As a privacy expert you become paranoid. I learn almost every day what is technically feasible and what people, companies and authorities already do with data. In my daily routines and especially my discussions with experts I almost forgot the others. The others who are different to me, different to you and tech or privacy experts. The others who are the majority and need a counsellor. Us.
Recently I went to an event in Berlin where the author Tom Hillenbrand introduced his new book “Drone Land” (original German title “Drohnenland“). Before the author read from his book the moderator asked the audience who of them doesn’t have a smart phone. Almost 40% of the audience raised their hands. I was shocked.
The average age of the attendees was 50+ and the event was not hosted by any tech, start up or legal company. So, I shouldn’t have been shocked. The reading was part of a cultural event series with the title “complexity” and “normal people” were invited. Although I guess that most of them were of higher education they seemed to be surprised of and somehow “confused” by the fictional crime story Hillenbrand described in his book. He read about the technical abilities of the protagonist, a police officer who uses methods like “mirroring” to view or go to other places, wears glasses called “specs” and uses data in a totally natural way to chase criminals. For me it was (almost) the reality, for the others fiction.
People are interested in this new “fictional” digital world. But this new world is very abstract and intangible and consequently it is very difficult to understand and identify threads as well as benefits. We approach new situations in our life by comparing them with known circumstances. For example, we learn that an apple is generally healthy. As long as it looks like an apple we won’t question that it is good for us. When someone tells you that the apple is genetically manipulated you think maybe that this is unnatural. But as long as no one you trust and who seems to know more about genetic manipulation tells you about any negative impact on your health you will very much likely eat it. That applies especially if the apple is cheaper or easier to buy than the “normal” apple. On the long run you won’t question it anymore because you adapt your behaviour and consciousness what is healthy and what isn’t.
And the same goes with data. Firstly people are curious about digitisation, they hesitate but usually try digital or online services that provide convenience or solve a daily problem or challenge: GPS, bluetooth or WiFi tracking to provide location based services like discounts next to your place or the shortest route to a friend. Address books are matched millions of times to make it possible for people to keep in touch with each other. Health data is tracked via different smart phones and wearables so that we can meet the expectation of an “always-young-and-good-looking” person and compete with others we most of the time don’t now.
Although the majority doesn’t understand what is happening within digital services they use them. And they even accept or don’t think about authorities which use data to supposedly protect our freedom unless someone tells them. And exactly the latter should be the job of data privacy experts. And I don’t mean that we should protect the majority that embraces any convenience in our global information driven digital world. Moreover, we need to be very careful not to patronise those who aren’t data experts by requiring inconvenient settings for digital services (e.g. long texts concerning a consent no one pays attention to – except lawyers). And we should stop keeping alive organisational structures that lead to confusion and less privacy (e.g. 17 independent data protection authorities in Germany).
Data privacy experts – in parallel to my apple example – should concentrate on understanding and assessing the risks for our fundamental rights like free speech, freedom of press and religious freedom. Our or at least my paranoia can be very helpful actually to identify threads caused by data processing in various contexts. And it is very helpful to distinguish real threads to fundamental rights (e.g. data retention) from simple non-intrusive data processing (e.g. cookie based tracking for advertisement).
If we understand our task in the digital world not as an advocate of data but as an advocate of fundamental rights the majority will not only see data privacy experts as geeks but trust our judgement. In doing so, we can contribute to a free self-determined digital life with data.

• SOURCE MATERIAL:

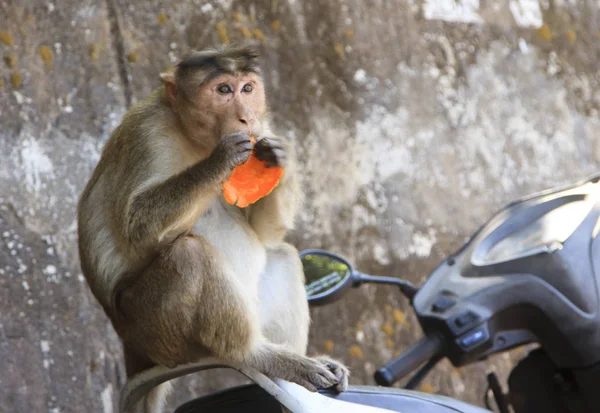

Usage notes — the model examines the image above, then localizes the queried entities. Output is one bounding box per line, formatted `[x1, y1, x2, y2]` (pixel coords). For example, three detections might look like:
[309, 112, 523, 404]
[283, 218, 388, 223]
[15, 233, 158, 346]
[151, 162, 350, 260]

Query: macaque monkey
[78, 47, 348, 412]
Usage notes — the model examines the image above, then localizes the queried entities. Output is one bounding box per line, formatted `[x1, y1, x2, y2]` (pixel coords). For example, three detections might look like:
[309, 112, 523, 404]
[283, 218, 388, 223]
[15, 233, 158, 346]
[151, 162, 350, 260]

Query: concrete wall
[0, 0, 600, 413]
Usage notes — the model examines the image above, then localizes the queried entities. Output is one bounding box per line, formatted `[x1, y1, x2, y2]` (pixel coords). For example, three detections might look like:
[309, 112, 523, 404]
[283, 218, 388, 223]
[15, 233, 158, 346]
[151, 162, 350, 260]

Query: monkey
[77, 46, 350, 412]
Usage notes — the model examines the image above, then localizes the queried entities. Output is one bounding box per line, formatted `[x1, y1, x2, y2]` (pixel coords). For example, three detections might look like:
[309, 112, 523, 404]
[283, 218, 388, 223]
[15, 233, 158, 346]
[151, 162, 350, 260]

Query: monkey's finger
[294, 379, 318, 393]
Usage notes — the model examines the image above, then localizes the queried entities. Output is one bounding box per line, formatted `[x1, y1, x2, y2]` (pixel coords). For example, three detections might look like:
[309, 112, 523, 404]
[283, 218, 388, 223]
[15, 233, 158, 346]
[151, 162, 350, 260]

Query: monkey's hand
[210, 132, 252, 173]
[315, 356, 350, 393]
[254, 136, 288, 168]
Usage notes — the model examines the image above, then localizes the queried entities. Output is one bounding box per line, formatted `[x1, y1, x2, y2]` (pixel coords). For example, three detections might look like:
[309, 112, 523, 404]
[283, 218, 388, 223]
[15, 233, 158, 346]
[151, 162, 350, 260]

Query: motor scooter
[120, 176, 600, 413]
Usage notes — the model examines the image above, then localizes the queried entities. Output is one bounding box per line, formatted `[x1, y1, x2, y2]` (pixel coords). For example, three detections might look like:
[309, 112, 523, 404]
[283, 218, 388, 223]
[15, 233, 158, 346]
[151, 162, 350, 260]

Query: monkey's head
[161, 46, 267, 148]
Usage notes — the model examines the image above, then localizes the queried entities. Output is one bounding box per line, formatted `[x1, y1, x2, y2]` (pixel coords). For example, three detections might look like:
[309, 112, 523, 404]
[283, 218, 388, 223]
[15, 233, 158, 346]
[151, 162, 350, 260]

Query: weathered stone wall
[0, 0, 600, 413]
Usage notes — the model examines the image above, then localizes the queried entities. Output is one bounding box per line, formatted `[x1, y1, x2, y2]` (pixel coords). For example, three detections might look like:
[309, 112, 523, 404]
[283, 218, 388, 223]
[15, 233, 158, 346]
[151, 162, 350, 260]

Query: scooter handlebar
[375, 335, 444, 387]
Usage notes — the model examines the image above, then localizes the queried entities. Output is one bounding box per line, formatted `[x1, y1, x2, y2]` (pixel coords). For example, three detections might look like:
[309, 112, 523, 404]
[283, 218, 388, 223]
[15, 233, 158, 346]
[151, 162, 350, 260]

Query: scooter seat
[175, 384, 490, 413]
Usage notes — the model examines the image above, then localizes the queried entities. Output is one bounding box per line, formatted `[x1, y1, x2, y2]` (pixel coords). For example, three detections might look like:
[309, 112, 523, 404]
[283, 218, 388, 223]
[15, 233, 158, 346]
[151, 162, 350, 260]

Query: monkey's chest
[192, 200, 267, 286]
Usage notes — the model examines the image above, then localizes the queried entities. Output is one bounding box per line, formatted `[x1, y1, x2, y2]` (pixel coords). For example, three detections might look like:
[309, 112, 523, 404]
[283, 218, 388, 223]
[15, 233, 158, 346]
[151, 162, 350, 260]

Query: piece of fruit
[223, 138, 283, 208]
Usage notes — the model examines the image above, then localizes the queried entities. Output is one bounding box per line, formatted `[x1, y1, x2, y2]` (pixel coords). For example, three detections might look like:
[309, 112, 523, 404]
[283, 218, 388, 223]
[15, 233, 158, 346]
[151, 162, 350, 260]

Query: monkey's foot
[316, 356, 350, 393]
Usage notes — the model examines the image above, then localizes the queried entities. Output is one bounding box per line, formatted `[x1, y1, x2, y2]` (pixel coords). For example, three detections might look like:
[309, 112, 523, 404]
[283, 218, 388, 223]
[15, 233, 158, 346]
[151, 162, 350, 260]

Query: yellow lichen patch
[240, 26, 252, 38]
[348, 344, 363, 359]
[381, 323, 394, 336]
[216, 22, 229, 43]
[0, 32, 15, 46]
[252, 29, 265, 42]
[4, 52, 19, 69]
[392, 309, 406, 324]
[537, 23, 552, 42]
[419, 383, 435, 393]
[156, 12, 169, 26]
[333, 42, 344, 59]
[88, 43, 102, 62]
[127, 52, 140, 63]
[10, 72, 23, 89]
[40, 46, 54, 69]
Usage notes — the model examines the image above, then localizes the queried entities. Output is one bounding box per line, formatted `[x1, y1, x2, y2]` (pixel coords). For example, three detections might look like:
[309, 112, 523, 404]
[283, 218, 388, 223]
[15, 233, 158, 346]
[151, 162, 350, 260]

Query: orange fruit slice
[223, 138, 283, 208]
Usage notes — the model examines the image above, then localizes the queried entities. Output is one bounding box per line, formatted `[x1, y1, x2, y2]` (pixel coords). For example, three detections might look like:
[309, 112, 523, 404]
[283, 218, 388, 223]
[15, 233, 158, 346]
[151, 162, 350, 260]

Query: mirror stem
[352, 271, 419, 302]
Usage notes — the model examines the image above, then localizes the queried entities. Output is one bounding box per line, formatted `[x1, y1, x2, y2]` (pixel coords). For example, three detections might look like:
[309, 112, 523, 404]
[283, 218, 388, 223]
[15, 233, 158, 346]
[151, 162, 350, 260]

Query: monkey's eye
[217, 84, 233, 95]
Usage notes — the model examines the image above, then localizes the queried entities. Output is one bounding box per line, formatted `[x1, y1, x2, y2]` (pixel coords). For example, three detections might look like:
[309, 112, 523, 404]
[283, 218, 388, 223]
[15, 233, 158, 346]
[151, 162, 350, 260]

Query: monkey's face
[196, 73, 266, 144]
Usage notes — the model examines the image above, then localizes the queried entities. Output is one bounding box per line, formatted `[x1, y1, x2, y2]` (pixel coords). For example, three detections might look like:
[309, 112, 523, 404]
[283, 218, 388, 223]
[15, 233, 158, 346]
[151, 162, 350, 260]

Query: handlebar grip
[375, 335, 443, 387]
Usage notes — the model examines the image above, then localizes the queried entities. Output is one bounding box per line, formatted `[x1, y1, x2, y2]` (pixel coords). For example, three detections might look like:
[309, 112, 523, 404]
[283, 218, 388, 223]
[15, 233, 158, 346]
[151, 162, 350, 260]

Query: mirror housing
[300, 249, 358, 306]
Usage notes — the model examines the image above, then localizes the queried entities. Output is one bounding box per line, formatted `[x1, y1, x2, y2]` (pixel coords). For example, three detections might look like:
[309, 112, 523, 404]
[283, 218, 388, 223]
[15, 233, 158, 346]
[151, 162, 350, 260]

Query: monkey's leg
[259, 243, 350, 391]
[259, 243, 310, 355]
[118, 236, 338, 390]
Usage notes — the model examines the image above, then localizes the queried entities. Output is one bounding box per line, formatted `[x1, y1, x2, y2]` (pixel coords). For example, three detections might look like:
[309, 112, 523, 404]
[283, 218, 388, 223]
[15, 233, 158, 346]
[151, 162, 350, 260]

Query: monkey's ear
[160, 72, 177, 104]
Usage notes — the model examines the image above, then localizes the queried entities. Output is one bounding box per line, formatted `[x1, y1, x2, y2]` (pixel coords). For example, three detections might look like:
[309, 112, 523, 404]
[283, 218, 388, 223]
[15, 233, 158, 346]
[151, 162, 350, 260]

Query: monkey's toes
[291, 359, 338, 392]
[318, 357, 350, 393]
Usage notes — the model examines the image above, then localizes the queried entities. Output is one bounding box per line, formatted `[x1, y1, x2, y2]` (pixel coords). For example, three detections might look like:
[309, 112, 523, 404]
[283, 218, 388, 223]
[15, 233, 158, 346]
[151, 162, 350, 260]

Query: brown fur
[78, 48, 348, 411]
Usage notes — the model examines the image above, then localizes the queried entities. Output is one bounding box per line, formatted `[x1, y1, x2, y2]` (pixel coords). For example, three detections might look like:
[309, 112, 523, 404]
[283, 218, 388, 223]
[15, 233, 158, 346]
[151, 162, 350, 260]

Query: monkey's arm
[249, 140, 302, 245]
[125, 134, 252, 247]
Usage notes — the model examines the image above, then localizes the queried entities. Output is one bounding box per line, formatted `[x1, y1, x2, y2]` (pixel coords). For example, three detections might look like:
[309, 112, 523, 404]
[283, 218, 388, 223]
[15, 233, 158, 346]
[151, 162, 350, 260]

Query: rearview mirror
[300, 250, 355, 305]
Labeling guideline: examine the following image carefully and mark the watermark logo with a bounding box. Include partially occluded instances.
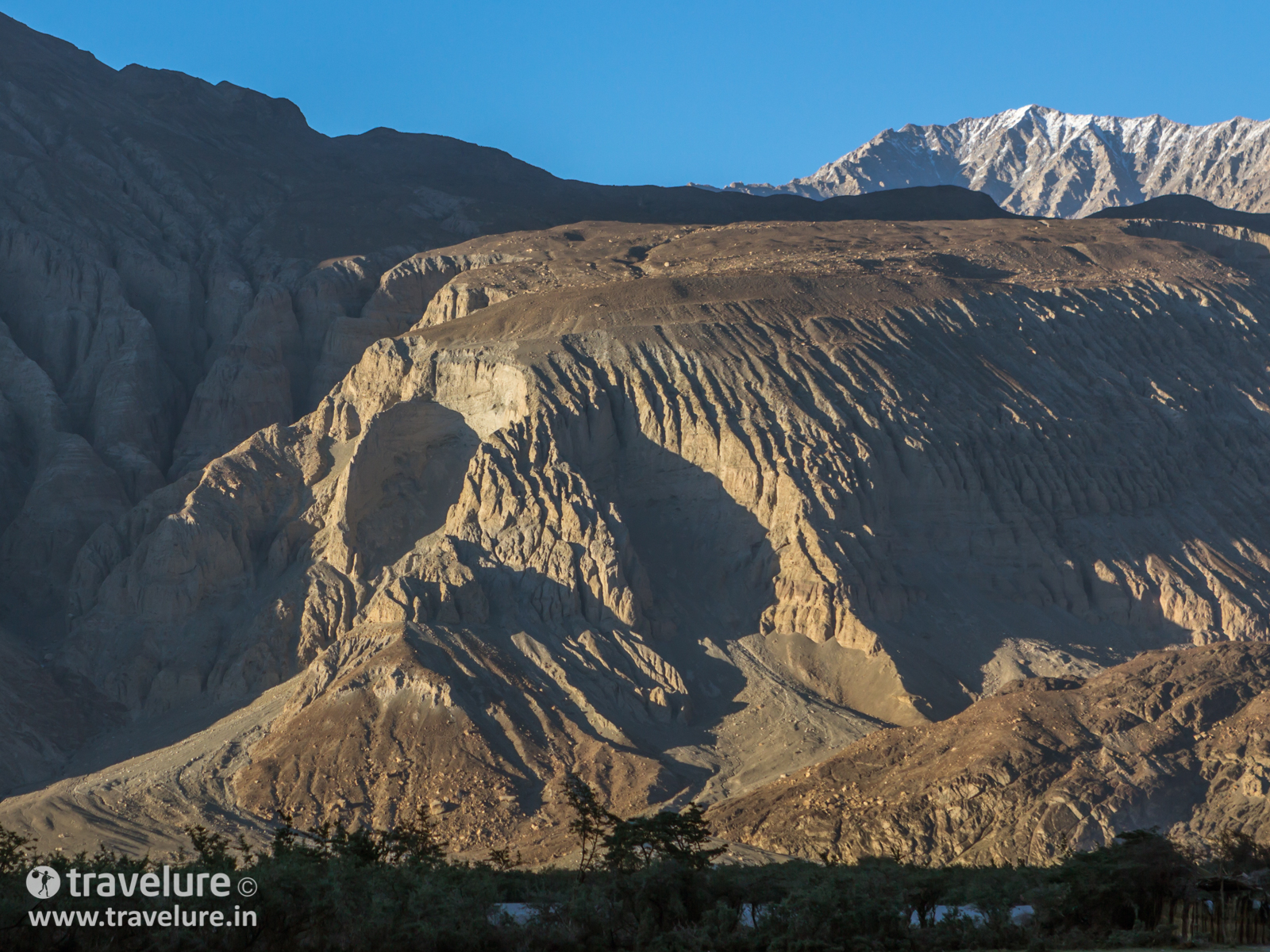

• EXERCISE GOAL:
In the essay on data privacy experts, rewrite the passage that opens with "The average age" and closes with "the others fiction.", swapping "police officer" for "detective".

• RESPONSE AREA:
The average age of the attendees was 50+ and the event was not hosted by any tech, start up or legal company. So, I shouldn’t have been shocked. The reading was part of a cultural event series with the title “complexity” and “normal people” were invited. Although I guess that most of them were of higher education they seemed to be surprised of and somehow “confused” by the fictional crime story Hillenbrand described in his book. He read about the technical abilities of the protagonist, a detective who uses methods like “mirroring” to view or go to other places, wears glasses called “specs” and uses data in a totally natural way to chase criminals. For me it was (almost) the reality, for the others fiction.